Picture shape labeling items
** START **

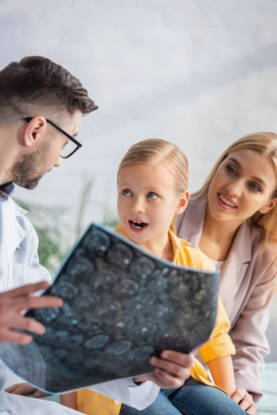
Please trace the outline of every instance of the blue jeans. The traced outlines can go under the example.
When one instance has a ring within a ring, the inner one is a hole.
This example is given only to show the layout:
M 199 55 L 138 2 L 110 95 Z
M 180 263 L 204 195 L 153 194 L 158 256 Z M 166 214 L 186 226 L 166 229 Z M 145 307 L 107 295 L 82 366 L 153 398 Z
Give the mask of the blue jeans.
M 122 405 L 120 415 L 245 415 L 222 391 L 189 378 L 179 389 L 161 389 L 143 411 Z

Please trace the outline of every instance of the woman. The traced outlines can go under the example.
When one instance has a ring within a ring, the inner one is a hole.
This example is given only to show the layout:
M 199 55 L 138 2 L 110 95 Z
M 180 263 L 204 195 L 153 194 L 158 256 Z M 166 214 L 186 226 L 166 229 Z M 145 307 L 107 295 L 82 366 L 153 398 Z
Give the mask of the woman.
M 231 145 L 177 217 L 177 231 L 222 270 L 220 294 L 236 347 L 233 398 L 255 414 L 277 275 L 277 136 L 256 133 Z

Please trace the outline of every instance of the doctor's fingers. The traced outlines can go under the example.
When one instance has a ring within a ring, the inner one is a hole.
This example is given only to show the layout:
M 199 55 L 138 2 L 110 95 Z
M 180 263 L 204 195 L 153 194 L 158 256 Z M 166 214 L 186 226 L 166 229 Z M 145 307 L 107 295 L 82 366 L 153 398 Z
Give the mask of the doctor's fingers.
M 27 285 L 4 291 L 0 293 L 0 302 L 7 301 L 8 299 L 14 299 L 17 297 L 27 297 L 32 293 L 35 293 L 40 290 L 44 290 L 49 286 L 49 283 L 47 281 L 41 281 L 35 284 L 28 284 Z
M 18 298 L 15 304 L 16 309 L 18 311 L 26 308 L 49 308 L 61 307 L 62 306 L 62 299 L 52 295 L 42 295 L 42 297 L 28 295 L 28 297 Z

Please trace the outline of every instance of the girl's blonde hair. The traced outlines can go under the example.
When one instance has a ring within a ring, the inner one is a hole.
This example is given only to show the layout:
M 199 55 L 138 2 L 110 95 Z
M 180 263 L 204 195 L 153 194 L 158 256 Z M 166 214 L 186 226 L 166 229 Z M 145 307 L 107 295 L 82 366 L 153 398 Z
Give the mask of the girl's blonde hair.
M 149 138 L 132 145 L 124 156 L 119 165 L 117 173 L 131 165 L 154 163 L 162 164 L 172 175 L 175 180 L 175 190 L 181 195 L 188 189 L 188 160 L 183 151 L 175 145 L 160 140 Z M 170 225 L 170 229 L 176 232 L 175 218 Z
M 277 176 L 277 135 L 267 132 L 253 133 L 238 140 L 225 150 L 214 165 L 203 186 L 193 196 L 206 195 L 213 177 L 221 163 L 231 153 L 239 150 L 252 150 L 271 160 L 275 167 Z M 277 197 L 277 187 L 271 197 L 272 199 Z M 277 239 L 277 207 L 274 208 L 265 214 L 260 212 L 255 213 L 249 218 L 248 223 L 250 225 L 262 226 L 265 230 L 267 238 L 271 237 L 274 239 Z

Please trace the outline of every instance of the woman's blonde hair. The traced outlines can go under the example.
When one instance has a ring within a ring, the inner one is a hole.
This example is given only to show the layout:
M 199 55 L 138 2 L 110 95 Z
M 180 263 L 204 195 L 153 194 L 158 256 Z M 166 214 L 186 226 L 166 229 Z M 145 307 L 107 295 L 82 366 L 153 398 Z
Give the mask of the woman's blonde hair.
M 203 186 L 193 194 L 194 196 L 201 196 L 208 194 L 208 188 L 221 163 L 231 153 L 239 150 L 252 150 L 265 156 L 273 163 L 276 169 L 277 176 L 277 135 L 274 133 L 253 133 L 244 136 L 238 141 L 233 142 L 217 161 L 210 174 L 208 176 Z M 277 197 L 277 188 L 274 192 L 272 199 Z M 249 218 L 250 225 L 260 225 L 266 232 L 267 238 L 272 237 L 277 238 L 277 207 L 262 214 L 260 212 L 255 213 Z
M 172 175 L 175 190 L 178 195 L 181 196 L 188 189 L 188 165 L 184 153 L 177 145 L 159 138 L 143 140 L 129 149 L 119 165 L 117 173 L 118 186 L 118 174 L 123 169 L 131 165 L 152 163 L 155 165 L 162 164 Z M 175 218 L 170 229 L 176 232 Z

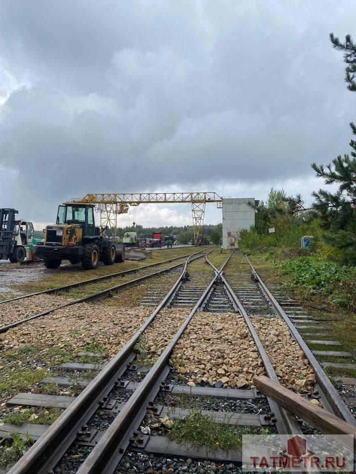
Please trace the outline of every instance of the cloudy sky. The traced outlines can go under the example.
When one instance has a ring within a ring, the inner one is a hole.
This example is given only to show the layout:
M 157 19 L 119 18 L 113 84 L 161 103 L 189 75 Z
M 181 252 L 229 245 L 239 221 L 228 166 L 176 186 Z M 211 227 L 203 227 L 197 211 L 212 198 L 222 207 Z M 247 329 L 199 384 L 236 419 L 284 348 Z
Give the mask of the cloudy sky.
M 311 162 L 347 153 L 356 120 L 328 40 L 356 36 L 356 16 L 354 0 L 1 0 L 0 206 L 41 227 L 88 193 L 310 202 Z M 141 205 L 135 221 L 190 218 Z

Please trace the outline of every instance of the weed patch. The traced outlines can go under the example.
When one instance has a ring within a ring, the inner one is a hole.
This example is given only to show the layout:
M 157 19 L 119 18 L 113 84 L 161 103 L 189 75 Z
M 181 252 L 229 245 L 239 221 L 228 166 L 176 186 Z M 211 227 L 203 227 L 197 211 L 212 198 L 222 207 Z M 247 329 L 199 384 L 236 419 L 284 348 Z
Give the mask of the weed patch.
M 21 436 L 17 433 L 10 433 L 12 439 L 4 438 L 0 441 L 0 467 L 8 470 L 23 456 L 34 443 L 29 434 Z
M 242 435 L 252 432 L 249 427 L 216 423 L 201 410 L 193 408 L 188 415 L 175 421 L 168 435 L 180 444 L 206 446 L 214 450 L 235 448 L 241 444 Z
M 4 423 L 12 423 L 13 425 L 22 425 L 23 423 L 32 423 L 34 425 L 51 425 L 55 421 L 61 413 L 58 407 L 48 410 L 41 408 L 28 408 L 25 410 L 16 410 L 11 412 L 2 419 Z
M 7 392 L 15 395 L 27 390 L 31 385 L 38 383 L 47 375 L 44 369 L 37 370 L 19 369 L 4 374 L 0 381 L 0 393 Z

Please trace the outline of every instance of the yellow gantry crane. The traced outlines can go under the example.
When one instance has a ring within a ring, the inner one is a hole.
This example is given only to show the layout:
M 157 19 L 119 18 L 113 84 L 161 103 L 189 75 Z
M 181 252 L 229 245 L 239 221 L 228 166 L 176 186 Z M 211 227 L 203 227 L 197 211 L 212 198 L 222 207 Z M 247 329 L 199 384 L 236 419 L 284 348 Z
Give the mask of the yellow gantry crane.
M 97 205 L 100 213 L 100 225 L 108 226 L 113 235 L 116 234 L 117 216 L 129 212 L 129 206 L 139 204 L 177 204 L 190 203 L 194 243 L 201 242 L 203 223 L 207 202 L 216 202 L 218 208 L 222 207 L 222 199 L 216 193 L 144 193 L 117 194 L 87 194 L 80 199 L 72 199 L 70 202 L 78 204 L 91 203 Z

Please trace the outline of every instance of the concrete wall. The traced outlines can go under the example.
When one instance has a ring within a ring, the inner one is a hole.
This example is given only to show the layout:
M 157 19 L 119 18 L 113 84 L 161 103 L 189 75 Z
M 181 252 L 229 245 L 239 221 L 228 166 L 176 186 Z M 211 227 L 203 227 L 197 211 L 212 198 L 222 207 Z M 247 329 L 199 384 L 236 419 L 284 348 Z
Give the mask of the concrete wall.
M 222 246 L 237 248 L 240 232 L 255 225 L 254 198 L 222 198 Z

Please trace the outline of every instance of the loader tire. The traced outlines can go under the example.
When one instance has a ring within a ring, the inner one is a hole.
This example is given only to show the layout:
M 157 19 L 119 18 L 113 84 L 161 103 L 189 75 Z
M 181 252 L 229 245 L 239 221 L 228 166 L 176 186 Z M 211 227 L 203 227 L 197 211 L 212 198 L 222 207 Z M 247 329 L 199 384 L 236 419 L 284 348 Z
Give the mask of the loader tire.
M 85 270 L 91 270 L 97 267 L 99 262 L 99 249 L 94 243 L 87 243 L 84 246 L 82 257 L 82 266 Z
M 44 265 L 46 268 L 58 268 L 61 264 L 61 260 L 52 260 L 44 257 Z
M 116 249 L 116 257 L 115 258 L 116 263 L 122 263 L 125 262 L 125 245 L 122 245 L 121 248 Z
M 79 263 L 80 260 L 80 257 L 73 257 L 69 259 L 69 261 L 72 265 L 75 265 L 76 263 Z
M 109 240 L 107 245 L 103 248 L 101 260 L 105 265 L 112 265 L 115 263 L 116 256 L 116 249 L 114 243 Z
M 23 262 L 26 257 L 26 250 L 21 245 L 16 245 L 14 249 L 13 258 L 15 263 L 18 262 Z

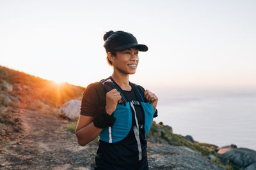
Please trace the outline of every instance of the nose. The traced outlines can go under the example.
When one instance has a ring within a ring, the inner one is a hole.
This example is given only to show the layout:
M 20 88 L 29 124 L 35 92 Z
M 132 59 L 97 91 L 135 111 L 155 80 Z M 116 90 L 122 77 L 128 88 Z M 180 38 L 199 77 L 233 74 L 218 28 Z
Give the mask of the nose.
M 132 53 L 132 55 L 131 55 L 131 60 L 134 60 L 134 61 L 138 60 L 138 55 L 136 55 L 134 53 Z

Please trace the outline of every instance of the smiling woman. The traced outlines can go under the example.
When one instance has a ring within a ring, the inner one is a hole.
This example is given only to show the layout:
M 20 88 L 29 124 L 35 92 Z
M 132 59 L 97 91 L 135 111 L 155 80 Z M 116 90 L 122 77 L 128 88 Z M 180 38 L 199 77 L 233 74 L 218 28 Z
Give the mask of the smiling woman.
M 148 169 L 146 134 L 157 116 L 157 97 L 129 81 L 136 73 L 139 51 L 132 34 L 109 31 L 104 36 L 107 60 L 112 76 L 89 85 L 83 94 L 76 129 L 84 146 L 99 135 L 95 169 Z

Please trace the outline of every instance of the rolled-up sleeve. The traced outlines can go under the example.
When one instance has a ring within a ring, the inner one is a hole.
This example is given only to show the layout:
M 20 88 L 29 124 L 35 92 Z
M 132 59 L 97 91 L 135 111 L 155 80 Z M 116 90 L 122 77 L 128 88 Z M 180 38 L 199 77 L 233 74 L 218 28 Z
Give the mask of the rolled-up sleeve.
M 99 93 L 95 83 L 90 84 L 85 89 L 81 104 L 80 114 L 94 117 L 99 106 Z

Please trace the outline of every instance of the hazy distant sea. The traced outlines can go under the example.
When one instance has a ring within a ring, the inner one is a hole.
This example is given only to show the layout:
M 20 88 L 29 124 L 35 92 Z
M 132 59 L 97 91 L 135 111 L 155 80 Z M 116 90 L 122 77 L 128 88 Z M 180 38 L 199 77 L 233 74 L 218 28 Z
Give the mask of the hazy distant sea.
M 256 96 L 159 98 L 157 122 L 174 133 L 219 146 L 235 144 L 256 150 Z

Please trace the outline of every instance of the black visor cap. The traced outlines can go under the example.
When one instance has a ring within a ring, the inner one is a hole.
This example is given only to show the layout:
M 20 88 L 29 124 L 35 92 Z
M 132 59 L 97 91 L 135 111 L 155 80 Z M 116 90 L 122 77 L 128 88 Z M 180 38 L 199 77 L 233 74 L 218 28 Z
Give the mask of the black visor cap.
M 137 39 L 132 34 L 119 37 L 112 41 L 106 41 L 106 43 L 109 45 L 111 49 L 115 50 L 123 50 L 133 47 L 136 47 L 141 52 L 147 52 L 148 50 L 147 45 L 138 44 Z

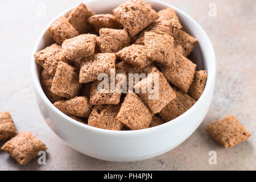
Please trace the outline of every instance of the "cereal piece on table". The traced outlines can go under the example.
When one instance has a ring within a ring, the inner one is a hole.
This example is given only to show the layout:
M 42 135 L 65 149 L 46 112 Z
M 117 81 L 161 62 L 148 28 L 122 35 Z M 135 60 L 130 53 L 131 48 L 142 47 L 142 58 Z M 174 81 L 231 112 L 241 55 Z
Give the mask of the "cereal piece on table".
M 69 100 L 56 102 L 53 105 L 65 114 L 81 118 L 88 117 L 92 109 L 86 97 L 76 97 Z
M 80 3 L 71 10 L 67 19 L 79 34 L 85 34 L 92 30 L 88 22 L 88 18 L 94 15 L 95 13 L 88 9 L 85 4 Z
M 68 64 L 59 62 L 51 91 L 67 99 L 77 96 L 81 85 L 79 82 L 79 75 L 75 71 L 75 68 Z
M 109 79 L 110 80 L 110 79 Z M 102 81 L 94 80 L 92 85 L 92 89 L 90 93 L 90 104 L 92 105 L 113 104 L 117 105 L 120 102 L 120 98 L 122 93 L 118 93 L 114 86 L 113 91 L 110 89 L 110 82 L 109 82 L 109 88 L 105 91 L 103 86 L 98 90 L 98 85 Z M 102 93 L 101 93 L 102 92 Z
M 145 32 L 147 56 L 152 60 L 171 66 L 175 62 L 174 39 L 167 34 Z
M 102 14 L 93 15 L 88 18 L 88 22 L 97 32 L 100 31 L 100 29 L 102 28 L 113 29 L 123 28 L 122 25 L 117 19 L 117 18 L 110 14 Z
M 131 37 L 159 18 L 151 6 L 142 0 L 125 1 L 114 9 L 113 13 Z
M 164 119 L 162 119 L 161 118 L 159 118 L 158 116 L 154 115 L 153 117 L 152 118 L 152 121 L 150 125 L 150 127 L 157 126 L 165 123 L 166 122 Z
M 122 122 L 117 119 L 120 105 L 97 105 L 93 107 L 88 119 L 88 125 L 112 130 L 121 130 Z
M 152 69 L 147 78 L 138 82 L 134 89 L 135 93 L 138 92 L 138 94 L 154 114 L 160 112 L 176 98 L 175 92 L 156 68 Z
M 146 32 L 155 32 L 158 34 L 166 34 L 170 36 L 172 35 L 172 21 L 162 20 L 155 21 L 150 24 L 150 25 L 145 28 L 137 38 L 134 42 L 135 44 L 144 44 L 144 35 Z
M 9 112 L 0 112 L 0 142 L 5 141 L 18 134 L 18 130 Z
M 168 82 L 187 93 L 193 81 L 196 65 L 177 52 L 175 64 L 166 67 L 162 73 Z
M 115 53 L 128 46 L 131 39 L 125 30 L 101 28 L 100 30 L 101 52 Z
M 87 125 L 86 123 L 85 122 L 84 122 L 81 118 L 80 118 L 77 117 L 76 116 L 74 116 L 74 115 L 68 115 L 68 116 L 69 118 L 72 118 L 73 119 L 76 120 L 76 121 L 78 121 L 78 122 L 80 122 L 80 123 L 83 123 L 83 124 Z
M 96 80 L 100 73 L 110 75 L 111 69 L 115 69 L 115 55 L 112 53 L 100 53 L 84 58 L 79 82 L 86 83 Z
M 172 27 L 172 36 L 175 36 L 178 34 L 181 29 L 182 26 L 180 23 L 179 17 L 176 14 L 175 11 L 171 8 L 167 8 L 162 10 L 158 13 L 159 18 L 158 21 L 161 20 L 171 20 Z
M 54 75 L 56 68 L 60 61 L 59 57 L 61 47 L 57 44 L 53 44 L 34 55 L 36 63 L 46 69 L 47 72 Z
M 178 117 L 191 107 L 196 101 L 183 92 L 174 88 L 176 98 L 167 104 L 158 114 L 166 121 Z
M 182 30 L 174 38 L 176 47 L 182 47 L 182 55 L 184 57 L 187 57 L 191 53 L 198 42 L 197 39 Z
M 134 93 L 125 98 L 117 118 L 132 130 L 148 128 L 152 114 L 142 100 Z
M 90 88 L 92 88 L 92 82 L 89 82 L 88 83 L 82 84 L 82 88 L 81 89 L 81 92 L 80 96 L 86 97 L 87 98 L 90 98 Z
M 101 37 L 97 36 L 96 38 L 96 44 L 95 45 L 95 51 L 94 51 L 95 53 L 101 52 Z
M 47 149 L 46 146 L 30 132 L 21 133 L 7 142 L 1 150 L 7 152 L 20 164 L 26 164 Z
M 41 82 L 42 88 L 44 90 L 44 94 L 48 99 L 52 102 L 54 103 L 56 101 L 63 100 L 63 97 L 55 94 L 51 91 L 52 81 L 53 80 L 53 76 L 49 74 L 45 69 L 43 69 L 41 72 L 40 81 Z
M 63 16 L 60 16 L 50 25 L 48 32 L 59 45 L 61 45 L 65 39 L 79 35 L 76 28 Z
M 65 40 L 61 46 L 60 59 L 75 62 L 92 55 L 94 53 L 96 37 L 93 34 L 81 34 Z
M 142 45 L 133 44 L 125 47 L 115 55 L 121 60 L 141 68 L 152 63 L 147 57 L 145 47 Z
M 206 71 L 197 71 L 188 94 L 195 100 L 198 100 L 204 92 L 207 79 Z
M 227 115 L 209 125 L 205 130 L 225 148 L 233 147 L 251 136 L 251 134 L 233 115 Z

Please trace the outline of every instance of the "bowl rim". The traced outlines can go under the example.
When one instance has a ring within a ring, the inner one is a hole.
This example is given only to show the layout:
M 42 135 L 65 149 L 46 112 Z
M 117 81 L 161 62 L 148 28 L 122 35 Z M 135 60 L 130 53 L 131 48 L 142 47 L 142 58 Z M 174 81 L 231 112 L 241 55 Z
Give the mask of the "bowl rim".
M 89 1 L 85 1 L 83 2 L 82 3 L 85 3 L 95 1 L 97 0 L 89 0 Z M 65 120 L 67 122 L 75 125 L 78 127 L 82 127 L 86 130 L 90 130 L 94 132 L 97 132 L 100 133 L 104 133 L 107 134 L 109 135 L 125 135 L 126 136 L 129 136 L 130 135 L 134 135 L 135 134 L 141 134 L 142 133 L 148 133 L 154 130 L 160 130 L 162 128 L 164 127 L 171 127 L 171 125 L 174 125 L 175 123 L 177 123 L 179 122 L 180 121 L 182 120 L 184 118 L 185 118 L 187 115 L 189 114 L 192 110 L 193 110 L 197 105 L 200 104 L 202 104 L 203 101 L 204 100 L 204 98 L 206 97 L 206 93 L 209 92 L 210 89 L 210 85 L 214 84 L 215 82 L 215 77 L 216 77 L 216 56 L 215 56 L 215 52 L 213 49 L 213 47 L 212 45 L 212 43 L 209 38 L 209 36 L 204 31 L 204 30 L 201 27 L 201 26 L 193 18 L 192 18 L 189 15 L 185 13 L 182 10 L 180 10 L 179 9 L 176 7 L 175 6 L 174 6 L 168 3 L 163 2 L 162 1 L 160 1 L 159 0 L 150 0 L 151 2 L 154 2 L 155 3 L 160 4 L 161 5 L 165 6 L 166 7 L 168 7 L 170 8 L 172 8 L 174 9 L 176 12 L 178 12 L 179 14 L 182 14 L 183 16 L 185 16 L 187 19 L 188 19 L 189 21 L 192 22 L 193 24 L 194 24 L 195 26 L 197 27 L 200 30 L 201 32 L 203 32 L 203 36 L 205 37 L 205 39 L 207 39 L 207 41 L 208 42 L 208 46 L 209 48 L 209 50 L 210 51 L 210 54 L 212 56 L 212 60 L 210 60 L 210 62 L 209 63 L 210 66 L 209 67 L 209 69 L 211 69 L 212 71 L 210 72 L 210 74 L 208 74 L 208 78 L 207 80 L 206 85 L 205 87 L 205 89 L 204 90 L 204 92 L 203 92 L 202 95 L 200 97 L 200 98 L 196 101 L 196 102 L 189 109 L 188 109 L 187 111 L 186 111 L 184 113 L 182 114 L 178 117 L 176 118 L 175 119 L 174 119 L 170 121 L 166 122 L 166 123 L 162 124 L 160 125 L 142 129 L 142 130 L 106 130 L 100 128 L 95 127 L 93 126 L 91 126 L 88 125 L 85 125 L 84 123 L 80 123 L 79 122 L 77 122 L 77 121 L 70 118 L 68 115 L 65 115 L 61 111 L 60 111 L 59 109 L 57 109 L 54 105 L 51 102 L 51 101 L 48 99 L 48 98 L 46 97 L 46 94 L 44 94 L 44 92 L 43 90 L 43 89 L 41 86 L 41 84 L 40 82 L 39 78 L 38 77 L 38 72 L 37 72 L 37 68 L 36 68 L 36 64 L 35 61 L 34 59 L 34 55 L 38 51 L 38 47 L 40 44 L 40 42 L 41 40 L 43 38 L 44 35 L 47 31 L 47 28 L 59 17 L 60 16 L 64 16 L 67 13 L 68 13 L 69 11 L 70 11 L 72 9 L 75 8 L 75 7 L 79 5 L 76 5 L 68 9 L 66 9 L 65 10 L 61 12 L 60 14 L 59 14 L 56 16 L 55 16 L 44 28 L 42 32 L 40 33 L 39 36 L 38 37 L 35 45 L 34 47 L 33 48 L 33 53 L 32 55 L 32 63 L 31 63 L 31 73 L 32 73 L 32 81 L 34 84 L 34 88 L 35 90 L 37 92 L 38 94 L 39 94 L 40 98 L 44 102 L 46 105 L 47 105 L 48 107 L 51 108 L 51 109 L 55 111 L 55 113 L 59 115 L 60 117 L 61 117 L 63 120 Z M 202 52 L 202 55 L 204 55 L 203 52 Z

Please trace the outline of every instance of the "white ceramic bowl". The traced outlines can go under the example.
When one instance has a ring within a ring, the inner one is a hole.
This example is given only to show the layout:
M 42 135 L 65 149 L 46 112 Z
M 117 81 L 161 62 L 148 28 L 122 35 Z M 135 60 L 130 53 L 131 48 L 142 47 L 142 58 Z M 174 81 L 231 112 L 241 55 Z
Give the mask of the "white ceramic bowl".
M 85 2 L 97 14 L 112 13 L 123 0 Z M 130 162 L 151 158 L 176 147 L 187 139 L 204 119 L 212 99 L 215 84 L 216 60 L 212 43 L 207 34 L 193 19 L 184 12 L 159 1 L 146 1 L 156 11 L 167 7 L 175 9 L 183 29 L 199 40 L 199 44 L 189 57 L 198 65 L 206 69 L 208 77 L 205 89 L 197 102 L 187 112 L 160 126 L 134 131 L 111 131 L 80 123 L 56 108 L 44 94 L 39 79 L 39 67 L 35 63 L 34 53 L 53 43 L 47 27 L 43 31 L 34 49 L 32 76 L 35 95 L 47 125 L 62 139 L 75 150 L 90 156 L 115 162 Z

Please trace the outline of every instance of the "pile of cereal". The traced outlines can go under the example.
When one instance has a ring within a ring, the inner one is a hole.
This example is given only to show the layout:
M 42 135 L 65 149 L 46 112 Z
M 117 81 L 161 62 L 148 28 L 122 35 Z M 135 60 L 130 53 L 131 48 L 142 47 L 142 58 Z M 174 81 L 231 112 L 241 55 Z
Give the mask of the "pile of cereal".
M 0 142 L 5 142 L 1 149 L 9 154 L 20 164 L 26 164 L 47 149 L 41 140 L 29 131 L 18 134 L 11 115 L 0 112 Z
M 94 127 L 139 130 L 169 122 L 195 104 L 207 78 L 187 58 L 197 40 L 181 28 L 174 10 L 156 13 L 142 0 L 125 1 L 113 14 L 81 3 L 48 27 L 56 43 L 35 54 L 42 88 L 63 113 Z M 131 81 L 131 74 L 139 78 Z

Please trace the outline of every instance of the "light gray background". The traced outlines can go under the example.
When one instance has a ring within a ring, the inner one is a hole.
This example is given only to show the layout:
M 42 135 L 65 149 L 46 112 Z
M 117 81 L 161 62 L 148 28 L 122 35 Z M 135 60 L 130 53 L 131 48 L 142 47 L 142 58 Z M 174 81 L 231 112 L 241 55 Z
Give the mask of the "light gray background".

** END **

— What the task asks —
Can you copy out, word for word, the part of the items that opens with the line containing "Please trace the outline of every instance of the woman." and closes with the line containing "M 231 145 L", keeping both of those lines?

— Exercise result —
Please trace the outline of every instance of the woman. The traced outlines can go under the example.
When one instance has a ring within a ring, the inner one is a hole.
This example is given only to show the layout:
M 199 55 L 138 2 L 110 95 Z
M 180 263 L 204 195 L 153 194 L 158 256 Z M 166 214 L 186 226 L 166 229 Z M 145 307 L 107 295 L 82 366 L 153 398 Z
Give the mask of the woman.
M 231 145 L 177 217 L 177 231 L 222 270 L 220 294 L 236 347 L 233 398 L 255 414 L 277 275 L 277 136 L 256 133 Z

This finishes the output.